■ WORK TO COMPLETE:
State how many lines of the data below contain the string "striped", matching case exactly, and give only that number.

■ RECORDS SHOWN:
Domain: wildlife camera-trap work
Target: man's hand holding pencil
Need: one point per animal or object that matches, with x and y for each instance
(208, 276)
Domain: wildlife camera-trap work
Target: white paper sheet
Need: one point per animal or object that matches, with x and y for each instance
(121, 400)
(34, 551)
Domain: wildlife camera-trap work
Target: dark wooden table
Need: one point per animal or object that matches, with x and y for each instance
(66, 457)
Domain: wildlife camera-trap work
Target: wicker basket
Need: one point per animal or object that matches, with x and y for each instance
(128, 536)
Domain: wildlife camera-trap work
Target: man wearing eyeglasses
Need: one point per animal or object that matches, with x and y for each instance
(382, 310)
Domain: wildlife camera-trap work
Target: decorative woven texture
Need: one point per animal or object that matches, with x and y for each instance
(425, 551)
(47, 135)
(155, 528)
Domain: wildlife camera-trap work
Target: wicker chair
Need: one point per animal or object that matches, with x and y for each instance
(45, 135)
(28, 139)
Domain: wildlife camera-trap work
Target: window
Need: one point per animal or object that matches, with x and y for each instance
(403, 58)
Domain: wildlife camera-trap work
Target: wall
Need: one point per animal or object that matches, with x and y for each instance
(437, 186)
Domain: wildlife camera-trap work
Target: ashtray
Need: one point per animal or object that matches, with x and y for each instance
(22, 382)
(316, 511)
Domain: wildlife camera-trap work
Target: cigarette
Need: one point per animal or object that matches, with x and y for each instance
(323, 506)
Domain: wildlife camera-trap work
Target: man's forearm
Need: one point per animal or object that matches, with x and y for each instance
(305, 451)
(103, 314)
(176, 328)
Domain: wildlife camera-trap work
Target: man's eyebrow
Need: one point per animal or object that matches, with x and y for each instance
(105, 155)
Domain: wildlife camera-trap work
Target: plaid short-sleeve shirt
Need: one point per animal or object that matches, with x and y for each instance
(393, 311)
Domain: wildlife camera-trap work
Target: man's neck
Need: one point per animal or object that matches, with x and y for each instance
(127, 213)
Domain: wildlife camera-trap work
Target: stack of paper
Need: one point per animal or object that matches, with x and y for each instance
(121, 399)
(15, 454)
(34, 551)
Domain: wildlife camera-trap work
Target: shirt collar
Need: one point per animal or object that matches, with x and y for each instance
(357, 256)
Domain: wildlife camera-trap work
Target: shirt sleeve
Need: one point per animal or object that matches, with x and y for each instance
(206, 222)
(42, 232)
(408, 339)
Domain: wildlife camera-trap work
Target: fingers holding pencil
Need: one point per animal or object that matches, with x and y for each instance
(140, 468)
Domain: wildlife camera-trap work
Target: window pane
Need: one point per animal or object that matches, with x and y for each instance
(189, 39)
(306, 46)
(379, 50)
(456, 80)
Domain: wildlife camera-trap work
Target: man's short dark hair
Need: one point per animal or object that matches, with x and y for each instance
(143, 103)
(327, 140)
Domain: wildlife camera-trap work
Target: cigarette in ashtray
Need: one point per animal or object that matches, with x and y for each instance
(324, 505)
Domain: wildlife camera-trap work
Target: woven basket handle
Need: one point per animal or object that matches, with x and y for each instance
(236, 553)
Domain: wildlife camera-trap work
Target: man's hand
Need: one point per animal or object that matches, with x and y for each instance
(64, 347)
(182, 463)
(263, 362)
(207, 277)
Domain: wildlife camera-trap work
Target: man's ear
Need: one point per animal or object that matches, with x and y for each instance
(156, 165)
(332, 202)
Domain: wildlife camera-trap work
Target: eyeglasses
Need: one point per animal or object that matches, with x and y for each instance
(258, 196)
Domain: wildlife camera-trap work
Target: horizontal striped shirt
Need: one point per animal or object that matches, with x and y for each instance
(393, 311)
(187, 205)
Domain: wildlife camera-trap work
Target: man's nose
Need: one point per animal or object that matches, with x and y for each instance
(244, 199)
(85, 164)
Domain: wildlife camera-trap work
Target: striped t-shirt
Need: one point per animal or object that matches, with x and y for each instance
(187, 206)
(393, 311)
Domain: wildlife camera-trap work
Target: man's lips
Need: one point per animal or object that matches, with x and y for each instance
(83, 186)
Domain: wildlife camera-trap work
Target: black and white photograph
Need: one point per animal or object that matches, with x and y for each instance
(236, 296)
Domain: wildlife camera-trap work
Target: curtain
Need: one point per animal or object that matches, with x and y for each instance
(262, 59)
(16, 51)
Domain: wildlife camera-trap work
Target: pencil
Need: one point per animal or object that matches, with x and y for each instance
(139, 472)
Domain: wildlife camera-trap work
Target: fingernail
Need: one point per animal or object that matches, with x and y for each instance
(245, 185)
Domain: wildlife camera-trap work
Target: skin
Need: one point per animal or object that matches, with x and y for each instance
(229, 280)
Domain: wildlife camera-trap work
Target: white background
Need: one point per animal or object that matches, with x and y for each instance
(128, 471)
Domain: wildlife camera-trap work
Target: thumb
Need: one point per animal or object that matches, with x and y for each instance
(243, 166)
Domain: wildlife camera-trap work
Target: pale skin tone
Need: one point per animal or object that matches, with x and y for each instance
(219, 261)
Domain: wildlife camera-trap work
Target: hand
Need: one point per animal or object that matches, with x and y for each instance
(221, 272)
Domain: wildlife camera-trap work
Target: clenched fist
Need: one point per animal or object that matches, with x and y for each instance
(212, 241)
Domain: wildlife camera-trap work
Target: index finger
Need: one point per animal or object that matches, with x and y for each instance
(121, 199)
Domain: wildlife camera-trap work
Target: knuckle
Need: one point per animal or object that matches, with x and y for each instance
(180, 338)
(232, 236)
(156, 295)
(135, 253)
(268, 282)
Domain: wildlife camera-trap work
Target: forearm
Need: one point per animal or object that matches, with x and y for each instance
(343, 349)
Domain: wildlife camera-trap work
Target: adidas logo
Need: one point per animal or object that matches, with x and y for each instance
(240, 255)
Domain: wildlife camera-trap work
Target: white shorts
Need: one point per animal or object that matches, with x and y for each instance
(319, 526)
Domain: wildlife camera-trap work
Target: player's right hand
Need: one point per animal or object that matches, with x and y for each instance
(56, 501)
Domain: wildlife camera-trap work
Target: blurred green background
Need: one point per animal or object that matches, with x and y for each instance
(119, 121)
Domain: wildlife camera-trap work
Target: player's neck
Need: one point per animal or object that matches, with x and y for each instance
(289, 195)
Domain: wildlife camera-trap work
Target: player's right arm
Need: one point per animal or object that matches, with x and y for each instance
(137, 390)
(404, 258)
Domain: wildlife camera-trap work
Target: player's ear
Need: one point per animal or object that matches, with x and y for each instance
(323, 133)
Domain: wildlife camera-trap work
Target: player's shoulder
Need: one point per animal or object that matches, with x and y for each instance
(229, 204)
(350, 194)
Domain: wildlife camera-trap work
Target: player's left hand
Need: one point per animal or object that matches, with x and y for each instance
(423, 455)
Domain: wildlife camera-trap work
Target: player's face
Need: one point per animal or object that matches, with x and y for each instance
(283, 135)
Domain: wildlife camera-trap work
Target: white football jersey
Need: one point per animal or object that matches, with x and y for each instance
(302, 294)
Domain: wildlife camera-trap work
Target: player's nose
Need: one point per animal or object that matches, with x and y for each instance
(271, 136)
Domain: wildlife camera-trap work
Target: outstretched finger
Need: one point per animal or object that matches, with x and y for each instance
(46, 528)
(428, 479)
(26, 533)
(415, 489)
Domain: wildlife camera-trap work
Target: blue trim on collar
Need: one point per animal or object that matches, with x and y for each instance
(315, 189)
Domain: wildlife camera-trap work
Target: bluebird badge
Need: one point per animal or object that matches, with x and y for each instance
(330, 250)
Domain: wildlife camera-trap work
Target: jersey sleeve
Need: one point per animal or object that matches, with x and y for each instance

■ SOLUTION BELOW:
2